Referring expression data
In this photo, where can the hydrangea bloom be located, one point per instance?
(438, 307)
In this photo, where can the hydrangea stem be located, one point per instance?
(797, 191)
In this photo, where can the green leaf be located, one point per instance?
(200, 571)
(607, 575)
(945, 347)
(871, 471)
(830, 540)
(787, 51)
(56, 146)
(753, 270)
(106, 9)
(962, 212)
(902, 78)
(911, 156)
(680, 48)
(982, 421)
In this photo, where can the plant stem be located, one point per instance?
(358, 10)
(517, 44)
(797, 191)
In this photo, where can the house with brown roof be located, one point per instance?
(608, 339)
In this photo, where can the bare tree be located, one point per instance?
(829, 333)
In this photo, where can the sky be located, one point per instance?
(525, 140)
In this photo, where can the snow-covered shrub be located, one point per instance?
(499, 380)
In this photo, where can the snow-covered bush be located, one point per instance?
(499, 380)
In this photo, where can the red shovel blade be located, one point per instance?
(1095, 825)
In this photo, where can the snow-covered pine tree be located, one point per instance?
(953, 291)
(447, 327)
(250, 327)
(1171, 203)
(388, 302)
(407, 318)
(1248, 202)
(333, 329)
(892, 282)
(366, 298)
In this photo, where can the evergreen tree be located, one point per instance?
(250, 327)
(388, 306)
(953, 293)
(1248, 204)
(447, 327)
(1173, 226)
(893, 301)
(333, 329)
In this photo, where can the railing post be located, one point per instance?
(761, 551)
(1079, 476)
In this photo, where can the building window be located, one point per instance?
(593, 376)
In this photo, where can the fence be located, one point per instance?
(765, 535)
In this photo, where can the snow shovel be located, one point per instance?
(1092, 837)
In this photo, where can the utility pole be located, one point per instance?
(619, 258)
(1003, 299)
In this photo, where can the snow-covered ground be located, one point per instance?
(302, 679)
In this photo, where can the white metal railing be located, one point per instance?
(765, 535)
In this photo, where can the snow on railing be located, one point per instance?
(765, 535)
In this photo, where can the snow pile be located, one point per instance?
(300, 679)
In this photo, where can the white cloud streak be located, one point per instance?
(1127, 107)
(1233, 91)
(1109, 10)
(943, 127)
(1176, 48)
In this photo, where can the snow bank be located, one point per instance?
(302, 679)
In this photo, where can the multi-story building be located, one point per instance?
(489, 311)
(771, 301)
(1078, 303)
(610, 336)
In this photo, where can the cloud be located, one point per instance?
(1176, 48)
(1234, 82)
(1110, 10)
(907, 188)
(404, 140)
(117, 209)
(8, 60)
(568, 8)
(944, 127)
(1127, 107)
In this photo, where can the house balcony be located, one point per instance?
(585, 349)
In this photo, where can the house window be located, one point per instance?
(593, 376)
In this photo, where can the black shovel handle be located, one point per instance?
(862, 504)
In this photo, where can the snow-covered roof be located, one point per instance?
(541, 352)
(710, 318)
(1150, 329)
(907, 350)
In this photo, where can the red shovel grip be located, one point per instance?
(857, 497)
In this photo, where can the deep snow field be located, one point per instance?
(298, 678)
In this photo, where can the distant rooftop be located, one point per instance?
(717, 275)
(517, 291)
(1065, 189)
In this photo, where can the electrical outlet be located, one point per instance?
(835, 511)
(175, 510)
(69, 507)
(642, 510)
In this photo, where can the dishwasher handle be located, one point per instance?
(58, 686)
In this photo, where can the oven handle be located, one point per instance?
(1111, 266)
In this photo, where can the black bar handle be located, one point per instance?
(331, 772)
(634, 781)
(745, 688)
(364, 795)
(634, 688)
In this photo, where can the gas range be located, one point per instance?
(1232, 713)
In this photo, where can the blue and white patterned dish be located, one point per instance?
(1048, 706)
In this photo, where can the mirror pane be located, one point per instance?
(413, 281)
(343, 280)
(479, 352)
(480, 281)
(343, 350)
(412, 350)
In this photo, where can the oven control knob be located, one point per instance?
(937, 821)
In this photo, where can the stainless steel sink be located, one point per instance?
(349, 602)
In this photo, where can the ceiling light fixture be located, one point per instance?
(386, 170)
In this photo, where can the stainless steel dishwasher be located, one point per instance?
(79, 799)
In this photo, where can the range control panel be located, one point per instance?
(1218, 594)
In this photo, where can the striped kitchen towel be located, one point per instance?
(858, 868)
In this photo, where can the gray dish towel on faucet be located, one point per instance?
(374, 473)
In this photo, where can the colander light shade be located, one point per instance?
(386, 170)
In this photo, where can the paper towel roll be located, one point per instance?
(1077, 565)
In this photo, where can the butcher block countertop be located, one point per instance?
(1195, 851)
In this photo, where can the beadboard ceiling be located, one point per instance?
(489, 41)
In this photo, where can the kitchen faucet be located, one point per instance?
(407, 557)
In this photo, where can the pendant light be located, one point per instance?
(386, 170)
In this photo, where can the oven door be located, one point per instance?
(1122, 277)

• [Work order]: Copy the whole of the data above exactly.

• [Answer space]:
In this photo, where can the hydrangea bloom be located, one point per instance?
(438, 307)
In this photo, where can the hydrangea stem be located, one point per instance?
(797, 191)
In this photo, where can the green leaf be located, one point per instance?
(200, 571)
(607, 575)
(945, 347)
(871, 471)
(830, 540)
(787, 51)
(56, 146)
(753, 270)
(106, 9)
(962, 212)
(902, 78)
(911, 156)
(680, 48)
(982, 421)
In this photo, where can the plant stem be located, one point per instance?
(358, 10)
(517, 44)
(797, 191)
In this photo, where can the house with brown roof be located, one point per instance?
(608, 339)
In this photo, where can the bare tree be located, one point per instance?
(829, 333)
In this photo, where can the sky be located, one point per instance?
(525, 140)
In this photo, where can the snow-covered shrub be located, one point per instance?
(499, 380)
In this photo, where can the snow-covered bush be located, one point per instance?
(499, 380)
In this photo, where can the red shovel blade be located, one point per instance?
(1095, 825)
In this photo, where can the snow-covered pine tree be located, one point per instance?
(953, 291)
(447, 327)
(250, 327)
(1171, 203)
(388, 302)
(407, 318)
(1248, 202)
(333, 329)
(892, 282)
(366, 298)
In this photo, where can the evergreen tree be located, one point per instance?
(250, 327)
(388, 306)
(953, 293)
(1248, 204)
(447, 327)
(1173, 226)
(893, 301)
(333, 329)
In this photo, where can the railing post be located, one point per instance?
(761, 551)
(1079, 476)
In this photo, where can the building window be located, one point per instance?
(593, 376)
In this photo, where can the fence be located, one point per instance?
(765, 535)
In this photo, where can the snow shovel be located, one point per instance?
(1092, 837)
In this photo, where can the utility pole be located, one point per instance?
(619, 258)
(1003, 299)
In this photo, where can the snow-covered ground be located, one point per instance?
(302, 679)
In this photo, where can the white metal railing be located, one point per instance?
(765, 535)
In this photo, where can the snow on railing be located, one point per instance?
(765, 535)
In this photo, where can the snow pile be located, one point per instance?
(300, 679)
In this photo, where can the white cloud streak be located, one point per instance?
(1127, 107)
(1233, 91)
(1109, 10)
(943, 127)
(1176, 48)
In this photo, where can the snow bank be located, one point per instance?
(302, 679)
In this photo, where can the multi-story building be located, one point per instance?
(489, 311)
(771, 301)
(1078, 303)
(610, 336)
In this photo, where can the cloud be located, one point per instance?
(1176, 48)
(1234, 82)
(1110, 10)
(907, 188)
(404, 140)
(117, 209)
(8, 60)
(568, 8)
(944, 127)
(1127, 107)
In this photo, where can the house balcony be located, one point per instance?
(585, 349)
In this photo, where can the house window be located, one point per instance?
(593, 376)
In this photo, where can the black shovel handle be located, one point per instance?
(862, 504)
In this photo, where can the snow-covered roof be located, one point per instance?
(541, 352)
(710, 318)
(1150, 329)
(907, 350)
In this photo, where can the red shovel grip be located, one point per instance?
(857, 497)
In this photo, where can the deep snow field be located, one point per instance?
(298, 678)
In this photo, where can the distant rooftop be located, one point per instance?
(717, 275)
(517, 291)
(1065, 189)
In this photo, where can the electrical outlet be located, one point per instance?
(835, 511)
(175, 510)
(69, 507)
(642, 510)
In this photo, where can the dishwasher handle be located, one point per instance?
(58, 686)
In this photo, where can the oven handle be located, one point per instance?
(1111, 266)
In this photo, where can the black bar handle be located, one point per instance?
(331, 772)
(634, 781)
(745, 688)
(364, 795)
(634, 688)
In this photo, where can the gas range be located, one point per instance?
(1232, 713)
In this photo, where can the blue and white patterned dish be located, one point per instance?
(1048, 706)
In this photo, where can the mirror pane be located, one point per instance?
(413, 281)
(343, 280)
(479, 352)
(480, 281)
(343, 350)
(412, 350)
In this photo, where can the oven control knob be located, one point per instance?
(937, 821)
In this photo, where can the stainless steel sink be located, one point per instance?
(349, 602)
In this photo, where can the ceiling light fixture be located, one point per instance?
(386, 170)
In this photo, where can the stainless steel dishwasher be located, one point per instance?
(79, 799)
In this photo, where can the range control panel be located, one point per instance?
(1218, 594)
In this photo, where can the striped kitchen towel be located, one point per instance?
(858, 868)
In this photo, where can the gray dish towel on faucet be located, one point per instance?
(374, 473)
In this photo, where can the colander light shade be located, one point per instance?
(386, 170)
In this photo, where can the paper towel roll be located, one point per instance?
(1077, 565)
In this photo, where can the butcher block countertop be located, one point per instance?
(1195, 851)
In this photo, where can the beadboard ceiling be located, one point per instance?
(489, 41)
In this photo, where can the kitchen faucet be located, one point per instance?
(407, 557)
In this photo, where can the pendant light be located, one point per instance?
(386, 170)
In this photo, where can the oven door be located, one point per instance?
(1122, 277)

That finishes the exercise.